AUFGABE. Schreiben Sie die Filmkritik zu „A Serious Man“ vollständig und wortgetreu ab.

Filmkritik: A Serious Man

Kein Filmemacher ist derzeit so beliebt wie die Brüder Coen, die mit Filmen wie No Country for Old Men, Fargo, O Brother, Where Art Thou? oder A Big Lebowski ihren Fankreis von Jahr zu Jahr erweitern. Keine Frage: Was Joel und Ethan Coen anpacken, gewinnt mal hier einen Oscar, wird da von Kritikern auf der ganzen Welt gelobt und von den Anhängern als neues Wunderwerk gefeiert. Zweifelsohne macht man nichts verkehrt, wenn man sich da einklinkt und sagt: Da muss schon verdammt viel schiefgehen, damit die beiden mal einen schlechten Film an den Tag legen.

A Serious Man ist nämlich ein weiterer Beweis dafür, dass die beiden Brüder wirklich ein Talent dafür haben, abstruse Situationen noch durchgeknallter darzustellen. Es geht um den Juden Larry Gopnik (großartig: Michael Stuhlbarg), den das Pech zu verfolgen scheint: Die Frau hat einen Liebhaber und will sich scheiden lassen, der Sohn konsumiert Drogen, der Bruder ist arbeitslos und trauert seiner vor drei Jahren gestorbenen Frau hinterher, die Festanstellung als Professor ist in Gefahr, da ein südkoreanischer Student ihm Bestechungsgeld zugeschoben hat und Geldsorgen hat die Familie auch noch. Auf der Suche nach Hilfe rennt Larry nun von Rabbi zu Rabbi und muss am Ende erkennen, dass das Leben einfach Scheiße ist. Oder doch nicht?

[Auszug aus einem Datensatz]
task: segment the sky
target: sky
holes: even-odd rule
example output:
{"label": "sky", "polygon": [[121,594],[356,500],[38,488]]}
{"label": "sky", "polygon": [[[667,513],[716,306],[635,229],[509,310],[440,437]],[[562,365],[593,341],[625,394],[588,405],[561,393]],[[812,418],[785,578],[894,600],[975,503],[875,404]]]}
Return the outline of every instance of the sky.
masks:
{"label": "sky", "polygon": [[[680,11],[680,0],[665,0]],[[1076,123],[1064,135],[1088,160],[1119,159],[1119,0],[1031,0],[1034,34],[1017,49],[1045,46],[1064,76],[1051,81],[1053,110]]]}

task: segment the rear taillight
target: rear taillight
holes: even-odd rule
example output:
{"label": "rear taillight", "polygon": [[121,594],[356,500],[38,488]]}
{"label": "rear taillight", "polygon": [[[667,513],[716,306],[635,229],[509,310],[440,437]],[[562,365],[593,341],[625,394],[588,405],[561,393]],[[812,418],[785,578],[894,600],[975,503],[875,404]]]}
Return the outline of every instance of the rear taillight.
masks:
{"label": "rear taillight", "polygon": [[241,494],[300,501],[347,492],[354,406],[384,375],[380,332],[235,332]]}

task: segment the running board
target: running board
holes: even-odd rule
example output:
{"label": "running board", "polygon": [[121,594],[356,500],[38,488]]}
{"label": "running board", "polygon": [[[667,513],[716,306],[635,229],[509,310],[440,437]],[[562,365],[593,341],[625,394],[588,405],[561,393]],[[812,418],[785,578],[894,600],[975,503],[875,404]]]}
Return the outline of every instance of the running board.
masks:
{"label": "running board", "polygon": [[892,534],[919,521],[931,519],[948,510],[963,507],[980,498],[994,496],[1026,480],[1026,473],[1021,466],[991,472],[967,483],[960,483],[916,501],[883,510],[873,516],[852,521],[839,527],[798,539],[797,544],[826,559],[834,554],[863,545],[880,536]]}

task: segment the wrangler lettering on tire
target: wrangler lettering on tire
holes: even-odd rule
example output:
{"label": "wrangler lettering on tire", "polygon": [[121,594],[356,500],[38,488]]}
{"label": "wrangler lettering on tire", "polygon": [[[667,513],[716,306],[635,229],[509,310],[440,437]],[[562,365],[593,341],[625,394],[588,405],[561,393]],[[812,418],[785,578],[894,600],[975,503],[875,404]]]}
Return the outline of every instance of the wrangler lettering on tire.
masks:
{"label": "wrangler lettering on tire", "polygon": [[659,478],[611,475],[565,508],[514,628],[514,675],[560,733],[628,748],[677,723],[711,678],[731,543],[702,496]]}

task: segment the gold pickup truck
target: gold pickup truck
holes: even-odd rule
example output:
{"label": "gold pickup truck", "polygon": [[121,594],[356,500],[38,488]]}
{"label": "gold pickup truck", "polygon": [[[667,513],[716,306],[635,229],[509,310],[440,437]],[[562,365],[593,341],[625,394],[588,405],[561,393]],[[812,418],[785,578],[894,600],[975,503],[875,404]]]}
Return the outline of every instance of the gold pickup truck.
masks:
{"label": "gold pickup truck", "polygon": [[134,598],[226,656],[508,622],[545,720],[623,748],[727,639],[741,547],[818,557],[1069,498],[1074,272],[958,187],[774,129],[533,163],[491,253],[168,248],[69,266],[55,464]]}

ERGEBNIS.
Filmkritik: A Serious Man

Kein Filmemacher ist derzeit so beliebt wie die Brüder Coen, die mit Filmen wie No Country for Old Men, Fargo, O Brother, Where Art Thou? oder A Big Lebowski ihren Fankreis von Jahr zu Jahr erweitern. Keine Frage: Was Joel und Ethan Coen anpacken, gewinnt mal hier einen Oscar, wird da von Kritikern auf der ganzen Welt gelobt und von den Anhängern als neues Wunderwerk gefeiert. Zweifelsohne macht man nichts verkehrt, wenn man sich da einklinkt und sagt: Da muss schon verdammt viel schiefgehen, damit die beiden mal einen schlechten Film an den Tag legen.

A Serious Man ist nämlich ein weiterer Beweis dafür, dass die beiden Brüder wirklich ein Talent dafür haben, abstruse Situationen noch durchgeknallter darzustellen. Es geht um den Juden Larry Gopnik (großartig: Michael Stuhlbarg), den das Pech zu verfolgen scheint: Die Frau hat einen Liebhaber und will sich scheiden lassen, der Sohn konsumiert Drogen, der Bruder ist arbeitslos und trauert seiner vor drei Jahren gestorbenen Frau hinterher, die Festanstellung als Professor ist in Gefahr, da ein südkoreanischer Student ihm Bestechungsgeld zugeschoben hat und Geldsorgen hat die Familie auch noch. Auf der Suche nach Hilfe rennt Larry nun von Rabbi zu Rabbi und muss am Ende erkennen, dass das Leben einfach Scheiße ist. Oder doch nicht?